Your instructions: Copy all of the material below line for line, without changing anything.

Given information:
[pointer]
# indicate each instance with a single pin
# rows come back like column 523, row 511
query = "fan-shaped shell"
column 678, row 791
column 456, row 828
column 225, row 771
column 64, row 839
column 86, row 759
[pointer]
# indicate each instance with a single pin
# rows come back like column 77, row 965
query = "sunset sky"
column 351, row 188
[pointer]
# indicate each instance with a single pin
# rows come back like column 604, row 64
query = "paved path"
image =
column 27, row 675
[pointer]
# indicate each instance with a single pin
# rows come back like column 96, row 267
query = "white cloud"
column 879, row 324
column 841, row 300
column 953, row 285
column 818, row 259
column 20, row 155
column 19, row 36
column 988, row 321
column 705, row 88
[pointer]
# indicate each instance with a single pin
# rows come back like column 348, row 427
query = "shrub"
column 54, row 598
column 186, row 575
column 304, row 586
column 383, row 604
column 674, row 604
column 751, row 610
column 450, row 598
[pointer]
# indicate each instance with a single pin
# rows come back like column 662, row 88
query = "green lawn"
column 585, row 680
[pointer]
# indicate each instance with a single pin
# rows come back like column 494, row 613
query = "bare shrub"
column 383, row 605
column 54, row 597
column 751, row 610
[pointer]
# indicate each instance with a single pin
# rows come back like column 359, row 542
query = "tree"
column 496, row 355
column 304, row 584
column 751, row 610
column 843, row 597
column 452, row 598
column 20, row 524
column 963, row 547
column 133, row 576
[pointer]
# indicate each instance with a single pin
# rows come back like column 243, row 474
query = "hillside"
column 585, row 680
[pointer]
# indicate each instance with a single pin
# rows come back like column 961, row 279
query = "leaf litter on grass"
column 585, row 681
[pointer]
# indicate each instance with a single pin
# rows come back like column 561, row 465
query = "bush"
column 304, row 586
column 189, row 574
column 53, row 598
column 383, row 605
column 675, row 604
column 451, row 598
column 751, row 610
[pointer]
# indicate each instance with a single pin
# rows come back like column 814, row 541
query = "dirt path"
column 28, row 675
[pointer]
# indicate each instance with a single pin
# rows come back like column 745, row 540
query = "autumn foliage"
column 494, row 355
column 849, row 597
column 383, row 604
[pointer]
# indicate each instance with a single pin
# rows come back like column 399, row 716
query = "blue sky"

Solution for this problem:
[pointer]
# indicate each instance with a single pin
# rows come back like column 523, row 511
query = "fan-shaped shell"
column 678, row 791
column 456, row 828
column 225, row 771
column 64, row 839
column 86, row 759
[pointer]
# indicate each instance with a single pin
# rows come back like column 77, row 965
query = "sunset sky"
column 351, row 188
[pointer]
# indicate each instance with a single pin
# rows come back like column 604, row 64
query = "paved path"
image =
column 27, row 675
[pointer]
# indicate each instance with a single pin
# rows come back like column 96, row 267
query = "white cloud"
column 879, row 324
column 841, row 300
column 953, row 285
column 818, row 259
column 20, row 155
column 19, row 36
column 988, row 321
column 705, row 88
[pointer]
# indicate each instance with a single pin
# rows come back like column 348, row 427
query = "shrub"
column 54, row 598
column 186, row 575
column 304, row 586
column 383, row 604
column 674, row 604
column 751, row 610
column 450, row 598
[pointer]
# indicate each instance with a single pin
# rows come back like column 662, row 88
query = "green lawn"
column 585, row 680
[pointer]
# indicate each instance with a single pin
# rows come back like column 494, row 613
query = "bare shrub"
column 383, row 605
column 54, row 597
column 751, row 610
[pointer]
# indicate each instance with a single pin
# rows come back like column 359, row 542
query = "tree"
column 496, row 355
column 304, row 584
column 751, row 610
column 843, row 597
column 452, row 598
column 20, row 524
column 963, row 547
column 133, row 576
[pointer]
# indicate each instance with a single pin
# rows come back like column 243, row 474
query = "hillside"
column 585, row 680
[pointer]
# indicate each instance with a single pin
# rows come back like column 961, row 279
query = "leaf litter on grass"
column 585, row 681
[pointer]
# indicate each instance with a single pin
# rows come back like column 561, row 465
query = "bush"
column 304, row 586
column 189, row 574
column 53, row 598
column 383, row 605
column 675, row 604
column 451, row 598
column 751, row 610
[pointer]
# indicate each instance with a single pin
# rows come back like column 814, row 541
query = "dirt path"
column 28, row 675
[pointer]
# indicate each instance with a single pin
# rows come back like column 745, row 540
query = "autumn foliage"
column 494, row 355
column 849, row 597
column 383, row 604
[pointer]
# indicate each instance with a single pin
# rows come back like column 399, row 716
query = "blue sky"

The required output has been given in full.